This task calls for copying every line of the records that includes the word "white".

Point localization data
● ● ● ●

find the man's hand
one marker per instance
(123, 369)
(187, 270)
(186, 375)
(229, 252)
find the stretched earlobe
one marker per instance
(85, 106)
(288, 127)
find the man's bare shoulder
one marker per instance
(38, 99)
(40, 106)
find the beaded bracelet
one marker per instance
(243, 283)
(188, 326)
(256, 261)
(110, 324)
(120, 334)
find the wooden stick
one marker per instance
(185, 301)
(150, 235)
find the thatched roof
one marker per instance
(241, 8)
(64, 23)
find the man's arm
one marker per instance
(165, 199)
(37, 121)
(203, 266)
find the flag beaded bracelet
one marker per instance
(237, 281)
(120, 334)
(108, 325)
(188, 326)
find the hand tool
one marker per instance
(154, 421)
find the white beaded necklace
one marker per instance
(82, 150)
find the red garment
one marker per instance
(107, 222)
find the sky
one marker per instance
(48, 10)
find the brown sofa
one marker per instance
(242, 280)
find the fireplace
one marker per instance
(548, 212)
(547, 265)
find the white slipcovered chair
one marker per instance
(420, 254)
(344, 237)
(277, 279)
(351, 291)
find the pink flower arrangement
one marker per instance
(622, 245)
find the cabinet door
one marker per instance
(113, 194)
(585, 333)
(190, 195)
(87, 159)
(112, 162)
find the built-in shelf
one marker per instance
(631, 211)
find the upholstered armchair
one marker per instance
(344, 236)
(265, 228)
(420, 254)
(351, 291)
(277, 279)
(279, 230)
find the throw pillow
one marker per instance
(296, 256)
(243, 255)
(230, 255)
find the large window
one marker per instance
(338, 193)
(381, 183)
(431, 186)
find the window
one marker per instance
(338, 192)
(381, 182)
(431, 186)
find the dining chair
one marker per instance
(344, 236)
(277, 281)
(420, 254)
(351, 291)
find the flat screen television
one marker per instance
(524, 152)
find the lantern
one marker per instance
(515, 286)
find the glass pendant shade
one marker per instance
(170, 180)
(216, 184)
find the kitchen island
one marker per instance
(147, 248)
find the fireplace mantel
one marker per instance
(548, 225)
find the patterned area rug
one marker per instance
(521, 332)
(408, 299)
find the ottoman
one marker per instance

● ● ● ●

### Task result
find the white beaded necklace
find the white slipcovered chair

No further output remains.